[WHAT YOU HAVE TO DO] Return everything from "## kaythenewbie (Aug" down to "sweet tat though!" in the forum thread below about a betta tattoo, word for word.

[DOCUMENT EXTRACT]
# anybody can draw me tattoo stencil of betta?



## sayurasem (Nov 20, 2010)

im thinking to get another tattoo...
and wants represent something that i really enjoy...
so anybody can draw me betta stencils about 6 by 6 inch.

thank you so much!


----------



## kaythenewbie (Aug 23, 2010)

Steal my avatar. I wish I could say that I drew it, but I really just googled "betta fish art." It'd be a sweet tat though!


----------



## ThePearlFish (Mar 31, 2009)

^^always thought your avatar would be awesome for a tattoo for someone


----------



## JaspersANGEL (Oct 12, 2009)

Yeah kaythenewbie's avatar is really cool for a tattoo, I agree with ThePearlFish take kay's avatar.


----------



## TaylorW (Sep 4, 2010)

Ooh,I just google betta tattoos, and there are a lot of really nice ones! Maybe you could browse around until you find one you like  

Where are you getting your tattoo, if you don't mind me asking?

Edit: I just found this tattoo design, and I really like it! 
http://luvmegabyte.deviantart.com/art/betta-pisces-yin-yang-16257126


----------



## LikeDiscoSuperfly (Oct 18, 2010)

I love that picture TaylorW! It'd be a really cool tattoo!

[INFORMATION PROVIDED]
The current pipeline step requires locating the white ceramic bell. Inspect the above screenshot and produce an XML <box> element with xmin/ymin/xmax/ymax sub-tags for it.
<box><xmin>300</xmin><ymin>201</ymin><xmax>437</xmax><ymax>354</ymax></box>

[FULL SOLUTION]
## kaythenewbie (Aug 23, 2010)

Steal my avatar. I wish I could say that I drew it, but I really just googled "betta fish art." It'd be a sweet tat though!